*Prompt*. Pick out and copy every line in the rows below that contains the string "treeline".

○ ○ ○ ○

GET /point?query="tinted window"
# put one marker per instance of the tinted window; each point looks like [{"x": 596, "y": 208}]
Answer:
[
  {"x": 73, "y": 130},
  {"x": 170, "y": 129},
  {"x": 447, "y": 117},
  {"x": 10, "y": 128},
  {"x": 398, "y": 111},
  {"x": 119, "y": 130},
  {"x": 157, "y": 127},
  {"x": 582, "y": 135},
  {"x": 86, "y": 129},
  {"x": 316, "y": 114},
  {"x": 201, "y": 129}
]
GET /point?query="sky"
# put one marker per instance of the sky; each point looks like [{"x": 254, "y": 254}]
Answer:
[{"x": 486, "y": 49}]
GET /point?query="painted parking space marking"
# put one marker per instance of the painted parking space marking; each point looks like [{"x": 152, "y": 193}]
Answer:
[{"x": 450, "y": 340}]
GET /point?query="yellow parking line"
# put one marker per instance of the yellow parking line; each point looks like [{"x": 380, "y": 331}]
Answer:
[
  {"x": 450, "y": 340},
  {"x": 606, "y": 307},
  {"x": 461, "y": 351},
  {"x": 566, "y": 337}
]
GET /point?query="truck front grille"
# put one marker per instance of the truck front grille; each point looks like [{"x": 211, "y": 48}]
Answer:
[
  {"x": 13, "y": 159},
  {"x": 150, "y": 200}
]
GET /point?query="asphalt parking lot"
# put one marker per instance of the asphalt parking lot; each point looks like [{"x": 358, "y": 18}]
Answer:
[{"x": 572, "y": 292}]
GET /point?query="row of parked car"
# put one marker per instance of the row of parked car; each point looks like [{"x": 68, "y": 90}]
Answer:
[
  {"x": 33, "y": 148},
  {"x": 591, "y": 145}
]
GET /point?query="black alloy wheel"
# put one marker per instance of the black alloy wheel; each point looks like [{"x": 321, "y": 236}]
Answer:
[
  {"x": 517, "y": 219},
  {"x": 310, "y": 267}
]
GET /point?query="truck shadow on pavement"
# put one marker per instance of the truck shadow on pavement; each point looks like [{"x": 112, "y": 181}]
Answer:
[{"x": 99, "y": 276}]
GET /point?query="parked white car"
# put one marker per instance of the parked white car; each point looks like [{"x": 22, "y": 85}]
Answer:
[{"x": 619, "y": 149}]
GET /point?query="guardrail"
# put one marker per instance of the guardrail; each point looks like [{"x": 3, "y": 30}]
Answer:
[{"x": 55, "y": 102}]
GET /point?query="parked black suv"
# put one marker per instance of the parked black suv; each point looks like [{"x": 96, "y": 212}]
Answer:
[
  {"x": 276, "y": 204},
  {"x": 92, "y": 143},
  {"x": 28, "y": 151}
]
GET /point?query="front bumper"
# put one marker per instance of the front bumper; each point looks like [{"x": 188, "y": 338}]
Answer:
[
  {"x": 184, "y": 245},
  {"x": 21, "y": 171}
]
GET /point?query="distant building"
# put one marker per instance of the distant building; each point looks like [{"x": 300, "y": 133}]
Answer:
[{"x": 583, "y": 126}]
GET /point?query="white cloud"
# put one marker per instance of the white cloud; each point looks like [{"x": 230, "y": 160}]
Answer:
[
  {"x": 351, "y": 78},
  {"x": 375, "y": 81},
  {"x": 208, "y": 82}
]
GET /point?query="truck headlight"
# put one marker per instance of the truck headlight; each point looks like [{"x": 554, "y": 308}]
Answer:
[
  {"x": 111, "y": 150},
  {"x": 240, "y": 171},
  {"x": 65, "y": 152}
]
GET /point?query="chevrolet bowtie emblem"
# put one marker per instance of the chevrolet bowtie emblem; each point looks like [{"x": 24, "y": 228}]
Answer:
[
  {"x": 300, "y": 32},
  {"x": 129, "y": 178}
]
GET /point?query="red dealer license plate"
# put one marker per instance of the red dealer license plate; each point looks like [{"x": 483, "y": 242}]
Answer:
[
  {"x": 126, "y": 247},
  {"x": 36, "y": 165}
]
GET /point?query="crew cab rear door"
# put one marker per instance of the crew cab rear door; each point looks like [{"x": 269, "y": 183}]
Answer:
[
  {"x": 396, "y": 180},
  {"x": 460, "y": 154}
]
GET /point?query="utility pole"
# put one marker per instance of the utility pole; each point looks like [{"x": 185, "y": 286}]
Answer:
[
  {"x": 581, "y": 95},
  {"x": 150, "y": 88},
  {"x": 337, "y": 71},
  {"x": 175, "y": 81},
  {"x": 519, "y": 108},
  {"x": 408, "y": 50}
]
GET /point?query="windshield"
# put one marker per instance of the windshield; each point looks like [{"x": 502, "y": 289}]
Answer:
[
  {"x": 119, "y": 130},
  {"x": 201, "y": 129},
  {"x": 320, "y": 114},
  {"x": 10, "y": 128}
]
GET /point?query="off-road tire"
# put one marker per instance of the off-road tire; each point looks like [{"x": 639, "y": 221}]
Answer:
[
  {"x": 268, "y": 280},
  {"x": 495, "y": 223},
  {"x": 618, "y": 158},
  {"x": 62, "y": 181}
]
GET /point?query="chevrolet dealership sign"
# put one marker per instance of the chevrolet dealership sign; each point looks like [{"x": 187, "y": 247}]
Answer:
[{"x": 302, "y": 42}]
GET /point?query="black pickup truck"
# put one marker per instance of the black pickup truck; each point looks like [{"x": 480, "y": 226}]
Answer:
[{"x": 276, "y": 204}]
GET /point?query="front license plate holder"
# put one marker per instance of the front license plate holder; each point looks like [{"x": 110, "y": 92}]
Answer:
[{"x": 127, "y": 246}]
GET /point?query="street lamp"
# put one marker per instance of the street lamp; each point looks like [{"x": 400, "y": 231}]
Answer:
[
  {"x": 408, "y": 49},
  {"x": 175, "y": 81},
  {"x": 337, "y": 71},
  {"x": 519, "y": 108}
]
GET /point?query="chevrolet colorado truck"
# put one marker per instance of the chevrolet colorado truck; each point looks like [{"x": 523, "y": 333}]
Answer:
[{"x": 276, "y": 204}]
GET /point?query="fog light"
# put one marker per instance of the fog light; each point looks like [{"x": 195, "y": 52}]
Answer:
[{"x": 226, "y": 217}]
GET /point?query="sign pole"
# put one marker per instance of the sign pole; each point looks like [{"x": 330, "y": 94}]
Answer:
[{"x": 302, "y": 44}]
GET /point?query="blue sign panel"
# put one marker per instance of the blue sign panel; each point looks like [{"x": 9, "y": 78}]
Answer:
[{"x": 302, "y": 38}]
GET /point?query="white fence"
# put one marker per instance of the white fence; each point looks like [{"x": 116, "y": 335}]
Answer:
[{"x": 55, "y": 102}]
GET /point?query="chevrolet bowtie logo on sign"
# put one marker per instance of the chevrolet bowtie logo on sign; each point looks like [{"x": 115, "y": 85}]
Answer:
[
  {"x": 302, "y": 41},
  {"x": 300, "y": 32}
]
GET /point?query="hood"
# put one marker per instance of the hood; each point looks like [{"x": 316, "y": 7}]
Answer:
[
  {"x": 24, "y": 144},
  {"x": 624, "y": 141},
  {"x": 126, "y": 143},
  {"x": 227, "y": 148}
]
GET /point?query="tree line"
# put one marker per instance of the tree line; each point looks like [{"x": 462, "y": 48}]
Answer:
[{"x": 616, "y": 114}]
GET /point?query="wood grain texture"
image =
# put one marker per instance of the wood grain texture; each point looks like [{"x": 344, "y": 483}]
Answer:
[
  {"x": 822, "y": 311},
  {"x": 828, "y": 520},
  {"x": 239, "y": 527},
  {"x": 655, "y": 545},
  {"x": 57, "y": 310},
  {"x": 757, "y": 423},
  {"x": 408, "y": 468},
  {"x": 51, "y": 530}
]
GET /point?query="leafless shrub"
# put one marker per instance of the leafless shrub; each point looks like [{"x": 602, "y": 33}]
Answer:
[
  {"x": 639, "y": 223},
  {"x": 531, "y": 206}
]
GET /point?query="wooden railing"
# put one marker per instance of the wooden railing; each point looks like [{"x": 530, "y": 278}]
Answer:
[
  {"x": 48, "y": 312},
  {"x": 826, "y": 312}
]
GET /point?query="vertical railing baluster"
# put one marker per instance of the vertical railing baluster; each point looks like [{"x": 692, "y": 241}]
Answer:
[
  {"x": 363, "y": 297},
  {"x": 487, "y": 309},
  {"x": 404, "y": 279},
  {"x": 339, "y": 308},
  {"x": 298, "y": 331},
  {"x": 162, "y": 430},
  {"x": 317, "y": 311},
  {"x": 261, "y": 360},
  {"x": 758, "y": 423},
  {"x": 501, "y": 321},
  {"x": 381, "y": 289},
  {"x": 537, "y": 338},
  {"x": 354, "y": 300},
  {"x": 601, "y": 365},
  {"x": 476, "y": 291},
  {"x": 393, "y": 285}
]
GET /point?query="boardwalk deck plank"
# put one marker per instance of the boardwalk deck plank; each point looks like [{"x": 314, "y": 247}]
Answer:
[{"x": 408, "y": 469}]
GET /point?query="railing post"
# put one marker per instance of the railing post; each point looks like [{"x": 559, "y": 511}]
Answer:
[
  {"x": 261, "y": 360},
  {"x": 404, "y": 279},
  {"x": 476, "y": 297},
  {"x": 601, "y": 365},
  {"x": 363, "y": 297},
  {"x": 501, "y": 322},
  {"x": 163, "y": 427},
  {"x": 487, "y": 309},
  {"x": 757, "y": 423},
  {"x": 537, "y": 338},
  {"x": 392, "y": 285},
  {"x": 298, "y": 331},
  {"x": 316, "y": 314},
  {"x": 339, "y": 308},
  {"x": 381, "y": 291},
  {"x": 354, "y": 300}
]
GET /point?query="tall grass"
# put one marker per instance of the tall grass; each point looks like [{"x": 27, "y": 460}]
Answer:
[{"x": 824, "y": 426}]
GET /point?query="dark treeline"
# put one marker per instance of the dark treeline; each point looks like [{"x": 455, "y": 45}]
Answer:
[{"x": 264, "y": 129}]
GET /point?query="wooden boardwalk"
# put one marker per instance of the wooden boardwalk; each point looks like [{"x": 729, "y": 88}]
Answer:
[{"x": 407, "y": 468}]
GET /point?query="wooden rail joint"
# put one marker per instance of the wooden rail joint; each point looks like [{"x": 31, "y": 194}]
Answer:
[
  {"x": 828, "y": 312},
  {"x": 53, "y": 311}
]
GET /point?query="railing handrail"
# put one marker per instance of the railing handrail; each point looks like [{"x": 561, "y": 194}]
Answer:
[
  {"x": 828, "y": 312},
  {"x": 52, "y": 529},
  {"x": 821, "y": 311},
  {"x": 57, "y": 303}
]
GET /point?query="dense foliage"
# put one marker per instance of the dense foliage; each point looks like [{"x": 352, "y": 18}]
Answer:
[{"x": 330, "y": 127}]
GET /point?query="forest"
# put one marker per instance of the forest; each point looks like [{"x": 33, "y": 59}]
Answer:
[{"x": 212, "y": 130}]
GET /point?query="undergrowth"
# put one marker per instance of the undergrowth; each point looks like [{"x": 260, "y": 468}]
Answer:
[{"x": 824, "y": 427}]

○ ○ ○ ○

*Complete answer*.
GET /point?query="dark treeline"
# put one marker per instance of the dark treeline; each point looks like [{"x": 455, "y": 45}]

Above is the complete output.